Selected extract
In Memory of Shirish Nanabhai

Comrade Shirish was among the first soldiers of Umkhonto we Sizwe – the armed wing of the African National Congress. He was among those who rallied to the call made by Madiba not to submit but to fight racial oppression. We know that together with Reggie Vandeyar and Indres Naidoo, Shirish was arrested in 1963, the apartheid media derogatorily calling them “the dynamite coolies.”

Shirish and the others were badly tortured and he was eventually sentenced to 10 years imprisonment which he served on Robben Island.

I met Shirish in 1964 as a prisoner on Robben Island. This was a time when conditions on the island were at their cruelest stage. The prison authorities boasted of destroying our movement, and claimed they would rule for another thousand years. We were made to work in a stone quarry, breaking stones and pushing wheel barrows next to the sea.

Beating, deprivation of meals, swearing and insults were the order of the day. We slept in cold cells on hard mats with threadbare blankets. In the cold winter months we could feel the cold penetrating our bones as we had very little clothing.

The idea of the oppressors was to demoralize us and break our revolutionary spirit.

I believe that a person’s character, commitment, courage and values is best tested when put through harsh and difficult conditions.

When I met Shirish, what impressed me was the tranquility in his face and the calmness of his character. He always had a smile on his face. He never flinched under difficult conditions, and stood up to the prison warders’ cruelties. He was an inspiration to his fellow prisoners, and always set an example of courage, commitment, and discipline.

Things to do
#1 Name every person mentioned by name in the tribute to Shirish Nanabhai.
#2 Pick up the tribute to Shirish Nanabhai after its final sentence and carry it forward.

Referring expression pointing data
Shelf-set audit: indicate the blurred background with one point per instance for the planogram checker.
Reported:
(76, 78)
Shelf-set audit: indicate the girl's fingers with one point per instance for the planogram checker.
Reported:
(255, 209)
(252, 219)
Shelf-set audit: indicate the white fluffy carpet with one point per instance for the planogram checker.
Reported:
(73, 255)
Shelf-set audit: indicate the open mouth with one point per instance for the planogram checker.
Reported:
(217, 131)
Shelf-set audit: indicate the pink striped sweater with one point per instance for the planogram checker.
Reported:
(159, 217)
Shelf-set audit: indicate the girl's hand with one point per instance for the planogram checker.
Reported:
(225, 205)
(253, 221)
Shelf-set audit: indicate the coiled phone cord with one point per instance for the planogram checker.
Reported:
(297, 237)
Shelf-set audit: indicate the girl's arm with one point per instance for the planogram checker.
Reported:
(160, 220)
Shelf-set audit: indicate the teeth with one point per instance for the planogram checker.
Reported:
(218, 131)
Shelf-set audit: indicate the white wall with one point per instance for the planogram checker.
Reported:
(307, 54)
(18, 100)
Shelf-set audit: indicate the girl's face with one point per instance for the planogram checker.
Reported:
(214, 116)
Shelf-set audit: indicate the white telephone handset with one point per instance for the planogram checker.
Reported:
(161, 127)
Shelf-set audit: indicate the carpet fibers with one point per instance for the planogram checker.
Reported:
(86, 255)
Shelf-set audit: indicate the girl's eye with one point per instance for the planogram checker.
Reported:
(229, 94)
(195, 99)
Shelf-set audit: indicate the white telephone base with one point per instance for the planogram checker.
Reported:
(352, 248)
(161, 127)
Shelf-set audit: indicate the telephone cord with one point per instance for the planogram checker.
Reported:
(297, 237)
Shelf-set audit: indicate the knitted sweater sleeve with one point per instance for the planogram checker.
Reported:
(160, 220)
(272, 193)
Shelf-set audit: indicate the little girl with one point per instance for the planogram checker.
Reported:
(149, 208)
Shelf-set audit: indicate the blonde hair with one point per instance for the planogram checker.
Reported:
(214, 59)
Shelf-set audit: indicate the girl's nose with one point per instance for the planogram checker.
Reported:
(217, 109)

Responses by item number
#1
- Shirish Nanabhai
- Madiba
- Reggie Vandeyar
- Indres Naidoo

#2
He taught us that no matter how hard the prison conditions were, that ultimately our cause was a just one, and we would emerge victorious. The authorities failed to break our spirit, and Comrade Shirish was an outstanding example of the calibre of our ANC cadres in prison.

Prison is a place which required maximum discipline. Shirish was among the most disciplined of our cadres, and involved himself in political education and also assisted comrades in their primary education lessons.  When he was released from prison he continued his political work. Recently he was a member of MKVA, and I would see him at our meetings with his green blazer and MKVA hat. For his courage he was awarded the Order of Mendi for Bravery in 2014.

Shirish was a quiet person. In his quietness was an iron discipline. He never faltered from the values and principles of the movement he was proud to serve. His strength, discipline, and revolutionary values are an example we need to emulate. We are proud of his contribution to our liberation, and we should all follow his example and rededicate ourselves to upholding the discipline and values of the liberation that we fought for.